▶ [Exercise] Restate word for word every entry that appears below, skipping its pictures.

*-*-*

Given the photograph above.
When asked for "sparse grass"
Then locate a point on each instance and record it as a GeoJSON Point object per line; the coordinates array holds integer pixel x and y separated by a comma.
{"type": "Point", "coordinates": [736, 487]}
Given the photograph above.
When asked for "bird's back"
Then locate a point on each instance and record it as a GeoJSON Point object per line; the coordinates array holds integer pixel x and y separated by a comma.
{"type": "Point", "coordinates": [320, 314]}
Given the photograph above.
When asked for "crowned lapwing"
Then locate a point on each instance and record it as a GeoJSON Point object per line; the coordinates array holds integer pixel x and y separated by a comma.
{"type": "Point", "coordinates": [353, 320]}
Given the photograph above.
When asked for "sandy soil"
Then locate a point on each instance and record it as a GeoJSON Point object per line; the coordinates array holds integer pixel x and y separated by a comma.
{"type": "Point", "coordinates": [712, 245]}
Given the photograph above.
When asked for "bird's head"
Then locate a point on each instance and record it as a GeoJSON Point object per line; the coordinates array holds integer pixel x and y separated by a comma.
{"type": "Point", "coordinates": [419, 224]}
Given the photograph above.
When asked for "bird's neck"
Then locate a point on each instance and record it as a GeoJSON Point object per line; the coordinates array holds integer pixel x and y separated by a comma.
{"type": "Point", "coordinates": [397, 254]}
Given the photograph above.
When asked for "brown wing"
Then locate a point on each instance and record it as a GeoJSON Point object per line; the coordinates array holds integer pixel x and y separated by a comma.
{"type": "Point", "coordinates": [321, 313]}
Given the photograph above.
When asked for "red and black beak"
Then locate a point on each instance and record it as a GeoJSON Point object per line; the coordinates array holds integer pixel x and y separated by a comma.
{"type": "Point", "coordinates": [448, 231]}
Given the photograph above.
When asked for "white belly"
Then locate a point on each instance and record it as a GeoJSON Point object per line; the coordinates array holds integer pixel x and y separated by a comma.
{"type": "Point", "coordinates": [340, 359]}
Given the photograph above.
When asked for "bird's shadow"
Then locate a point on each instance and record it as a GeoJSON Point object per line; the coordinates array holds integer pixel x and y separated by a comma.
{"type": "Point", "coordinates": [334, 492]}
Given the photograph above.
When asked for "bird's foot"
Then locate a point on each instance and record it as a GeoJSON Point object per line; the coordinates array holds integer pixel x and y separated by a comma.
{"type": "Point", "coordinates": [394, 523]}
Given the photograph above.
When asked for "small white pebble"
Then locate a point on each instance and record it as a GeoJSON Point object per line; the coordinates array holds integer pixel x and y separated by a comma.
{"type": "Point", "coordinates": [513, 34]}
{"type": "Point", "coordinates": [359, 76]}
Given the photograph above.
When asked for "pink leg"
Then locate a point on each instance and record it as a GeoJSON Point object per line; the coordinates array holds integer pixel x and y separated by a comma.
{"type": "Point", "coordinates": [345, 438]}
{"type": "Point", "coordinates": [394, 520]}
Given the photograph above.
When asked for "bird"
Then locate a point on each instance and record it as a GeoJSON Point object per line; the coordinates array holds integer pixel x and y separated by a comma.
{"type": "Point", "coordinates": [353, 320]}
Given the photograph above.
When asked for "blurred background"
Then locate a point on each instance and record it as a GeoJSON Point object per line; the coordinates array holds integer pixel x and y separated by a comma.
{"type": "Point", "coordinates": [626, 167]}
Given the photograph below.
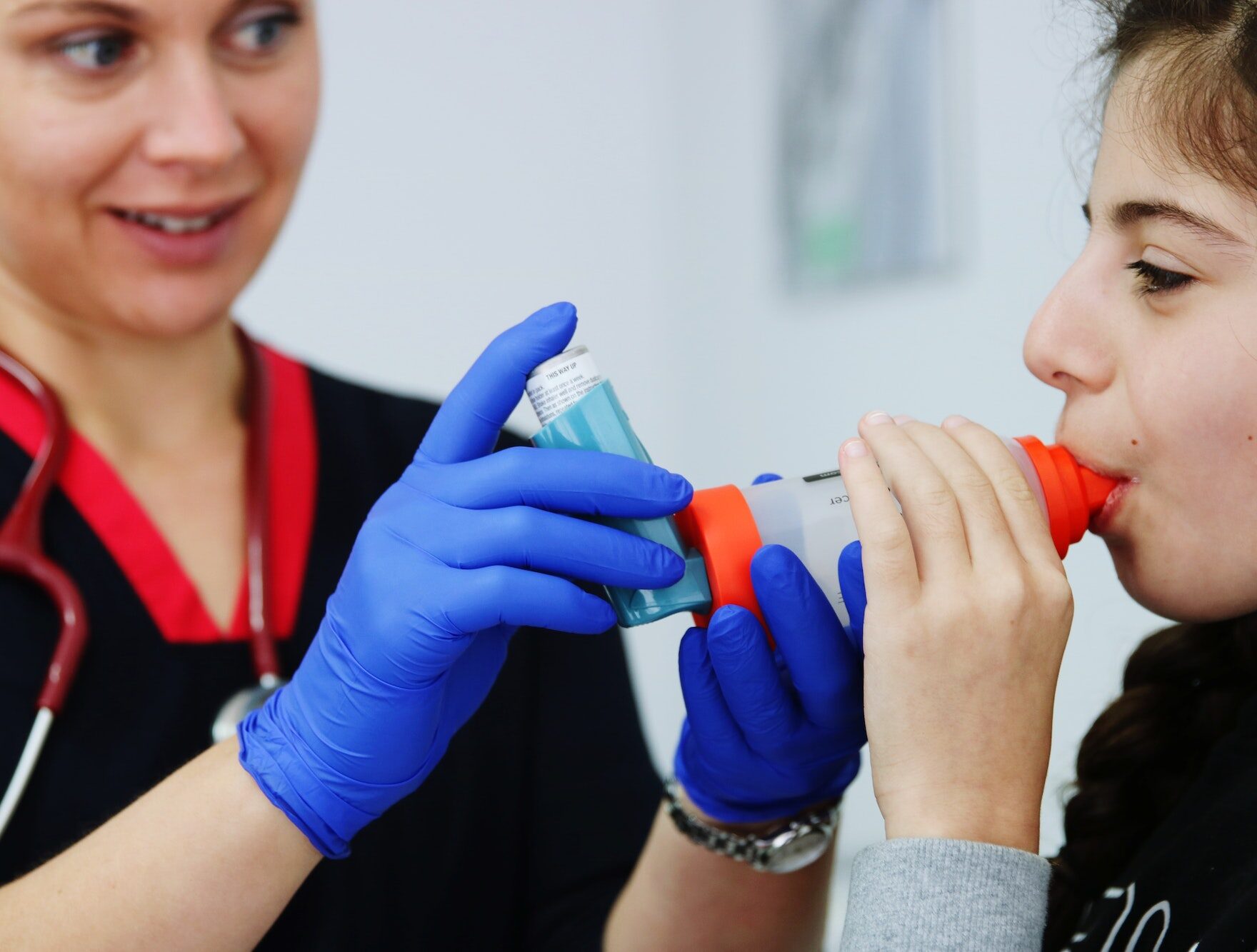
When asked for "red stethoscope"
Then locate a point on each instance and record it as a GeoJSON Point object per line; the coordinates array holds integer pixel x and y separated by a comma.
{"type": "Point", "coordinates": [21, 553]}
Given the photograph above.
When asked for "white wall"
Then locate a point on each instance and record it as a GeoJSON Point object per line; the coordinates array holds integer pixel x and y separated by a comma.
{"type": "Point", "coordinates": [478, 160]}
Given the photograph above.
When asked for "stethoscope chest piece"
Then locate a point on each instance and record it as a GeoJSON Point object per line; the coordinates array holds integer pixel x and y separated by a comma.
{"type": "Point", "coordinates": [243, 703]}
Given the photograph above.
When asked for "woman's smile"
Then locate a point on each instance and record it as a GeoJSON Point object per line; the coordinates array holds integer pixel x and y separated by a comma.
{"type": "Point", "coordinates": [181, 236]}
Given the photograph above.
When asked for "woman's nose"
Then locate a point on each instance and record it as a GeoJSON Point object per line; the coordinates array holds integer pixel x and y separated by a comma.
{"type": "Point", "coordinates": [1068, 342]}
{"type": "Point", "coordinates": [193, 122]}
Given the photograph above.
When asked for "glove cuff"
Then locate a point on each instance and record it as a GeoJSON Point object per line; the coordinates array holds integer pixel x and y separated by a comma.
{"type": "Point", "coordinates": [726, 810]}
{"type": "Point", "coordinates": [278, 765]}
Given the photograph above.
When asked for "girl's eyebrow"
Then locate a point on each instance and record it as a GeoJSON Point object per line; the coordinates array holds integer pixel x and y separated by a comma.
{"type": "Point", "coordinates": [121, 11]}
{"type": "Point", "coordinates": [102, 8]}
{"type": "Point", "coordinates": [1131, 213]}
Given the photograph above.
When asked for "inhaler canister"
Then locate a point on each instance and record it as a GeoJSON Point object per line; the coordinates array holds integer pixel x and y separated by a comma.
{"type": "Point", "coordinates": [723, 527]}
{"type": "Point", "coordinates": [580, 410]}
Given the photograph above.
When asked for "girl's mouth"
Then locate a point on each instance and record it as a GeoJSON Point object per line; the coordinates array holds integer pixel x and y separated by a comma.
{"type": "Point", "coordinates": [1103, 520]}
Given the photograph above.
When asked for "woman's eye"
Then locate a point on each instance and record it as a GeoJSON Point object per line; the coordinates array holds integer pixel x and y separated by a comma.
{"type": "Point", "coordinates": [266, 33]}
{"type": "Point", "coordinates": [1157, 281]}
{"type": "Point", "coordinates": [99, 53]}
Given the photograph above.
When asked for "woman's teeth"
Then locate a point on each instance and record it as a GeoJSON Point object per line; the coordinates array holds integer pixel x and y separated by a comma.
{"type": "Point", "coordinates": [173, 226]}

*-*-*

▶ [Reply to the task]
Given the photograph above.
When asked for "sparse grass"
Then locate a point on each instance and record it as a GeoJSON Point object per line; the coordinates array holds integer pixel x and y separated by a comma.
{"type": "Point", "coordinates": [736, 487]}
Given the photograph above.
When asked for "bird's back"
Then locate a point on each instance and record it as a GeoJSON Point object per line; the coordinates array holds integer pixel x and y separated by a comma.
{"type": "Point", "coordinates": [320, 314]}
Given the photograph above.
When asked for "crowned lapwing"
Then locate a point on each instance and record it as a GeoJSON Point object per line; the coordinates array holds integer pixel x and y separated by a comma.
{"type": "Point", "coordinates": [353, 320]}
Given the photograph above.
When asked for "sandy soil"
Then locate a point on each instance and record it as a GeoJSON Point object per line; the coordinates array holds integer pixel x and y separated by a comma.
{"type": "Point", "coordinates": [712, 245]}
Given the photograph above.
When asked for "bird's head"
Then locate a point on each instance and record it as a GeoJSON Point object per line; the coordinates array holds integer pixel x and y separated by a comma.
{"type": "Point", "coordinates": [419, 224]}
Given the photograph above.
When asked for "bird's neck"
Then locate a point on each instance and record it as a GeoJSON Point object per line; the coordinates array holds integer pixel x and y separated by a comma.
{"type": "Point", "coordinates": [397, 254]}
Given the photograph above.
When asked for "brown wing"
Then locate a point on each instance and record it as a GeoJSON Point object per line; the coordinates array holds integer pixel x and y separated by a comma.
{"type": "Point", "coordinates": [321, 313]}
Given the photograph above.
When asked for "red and black beak"
Then locate a point on each instance and record it as a GeoJSON Point object per line; the coordinates array holds integer pixel x and y separated by a comma.
{"type": "Point", "coordinates": [448, 231]}
Given the photograph above.
When asked for "white belly"
Then locate a point on each instance and record it as a GeoJSON Point object per line; the coordinates array holds integer pixel x and y separated by a comma.
{"type": "Point", "coordinates": [340, 359]}
Given the photograph above.
When asked for "bird's shadow"
Then locate a point on each instance and record it as a GeoJSON Point object per line; the coordinates array holds integer pixel x and y separated by a comma.
{"type": "Point", "coordinates": [334, 492]}
Given the photograph above.
When asked for "bird's foot"
Then locate a point on each instance and record it as a GeoJSON Point object per line; the coordinates array holds integer pixel x and y separated by a comma.
{"type": "Point", "coordinates": [394, 523]}
Given the photograph above.
When asked for "small white pebble"
Then locate a point on each instance and record it as a GeoJSON Point object per line; the coordinates array holds integer pixel x and y separated by a comma.
{"type": "Point", "coordinates": [513, 34]}
{"type": "Point", "coordinates": [359, 76]}
Given the photograph above.
When asked for "pink leg"
Then locate a point on each instance and record it as a GeoJSON Point object per line; the coordinates array holds integer pixel x and y separated by a comma.
{"type": "Point", "coordinates": [345, 438]}
{"type": "Point", "coordinates": [394, 520]}
Given the photograph above.
When asked for "bird"
Then locate a point on each instance and record it as a GeoJSON Point object per line; the coordinates array holds integer pixel x and y separated by a comma.
{"type": "Point", "coordinates": [353, 320]}
Given the photograph above.
When asked for "blurred background"
Then locate a point on each instance and record it as a GeoJSON Point object per line; the coordinates array holds integer pixel x and y separated by a comma.
{"type": "Point", "coordinates": [626, 167]}
Given the photograph below.
When asked for "red stethoscope"
Then locate a point on each instance and record it as a GeoJSON Point object per line; the coordinates array holds integer pixel x and y separated by a comma.
{"type": "Point", "coordinates": [21, 553]}
Given the photograph above.
When asked for "white wall"
Then locate a point on each instance and record it as a GeoJSON Point object per line; the coordinates array holds integer pixel x and y separated by a comma.
{"type": "Point", "coordinates": [478, 160]}
Given the photograph above.
When asked for "stethoscope chest piece"
Then locate a point on each instance and record it as a GeoJSON Point object per line; the coordinates array holds integer pixel x and y separated by a comma.
{"type": "Point", "coordinates": [243, 703]}
Given the photograph above.
When asked for "woman's smile"
Then locate a point on each instance and record it as a GeoJSON Point object per line; the coordinates array holds integer pixel x and y separated by a comma.
{"type": "Point", "coordinates": [181, 236]}
Given the photograph above.
When asked for "woman's nose"
Then locate a point on each instance and record it as a GeoJSON Point object per line; the coordinates array holds integer pixel x and y separated by a comma.
{"type": "Point", "coordinates": [1068, 342]}
{"type": "Point", "coordinates": [193, 122]}
Given the photograph above.
When asked for "glove cuff"
Then locate a point on each instance and record it as a GeoJSON Point object per line; the coordinates array holds integer pixel x and y separated by a comma.
{"type": "Point", "coordinates": [726, 810]}
{"type": "Point", "coordinates": [278, 765]}
Given the photograph above.
When asked for "girl's eyebrow"
Then locate a point on each instance and record it as a GeoJSON Point object per line; the coordinates array holds integer pixel x and y separated by a comma.
{"type": "Point", "coordinates": [121, 11]}
{"type": "Point", "coordinates": [102, 8]}
{"type": "Point", "coordinates": [1131, 213]}
Given the photograph above.
When asked for "inhaler canister"
Then locate a point on each instance and record it as a GeoJSON Point object per line; the coordinates array holds integer pixel x and y separated by a comma.
{"type": "Point", "coordinates": [723, 527]}
{"type": "Point", "coordinates": [580, 410]}
Given the photograph above.
When asked for "girl's mouth"
Then locate a point on each instance and record it as a GeoJSON Point object per line; the coordinates array holds integer pixel x and y separated by a comma.
{"type": "Point", "coordinates": [1103, 520]}
Given the photograph above.
When asked for "woman's eye"
Then locate a point on each instance and record it as a GeoJSON Point object per line; the coordinates array holds integer pixel x and y separated by a comma.
{"type": "Point", "coordinates": [266, 33]}
{"type": "Point", "coordinates": [1157, 281]}
{"type": "Point", "coordinates": [99, 53]}
Given the photograph above.
When asked for "woman's teeth"
Then locate a point on each instance and record it as a GeoJSON Point object per line; the coordinates array holds integer pixel x and y separated by a comma.
{"type": "Point", "coordinates": [173, 226]}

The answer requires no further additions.